Quote every one of the entries below word for word.

(Named-object pointing records)
******

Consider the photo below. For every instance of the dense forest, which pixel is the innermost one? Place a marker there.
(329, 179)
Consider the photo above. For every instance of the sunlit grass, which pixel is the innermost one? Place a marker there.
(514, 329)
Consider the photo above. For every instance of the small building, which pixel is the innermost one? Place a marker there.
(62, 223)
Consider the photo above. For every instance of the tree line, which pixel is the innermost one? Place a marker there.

******

» **Answer below**:
Consider the photo below. For every instance of the dense forest, which pixel is the innermost one? Place a marker there.
(329, 179)
Consider the photo above. For every instance of the sunlit grass, which pixel is the innermost one? Place a marker there.
(514, 329)
Consider the photo above. For every instance of the small building, which pixel is the innermost one? Place a marker there.
(62, 223)
Consider the photo above. For every instance of the tree line, which pixel is the innermost one? Place a marker there.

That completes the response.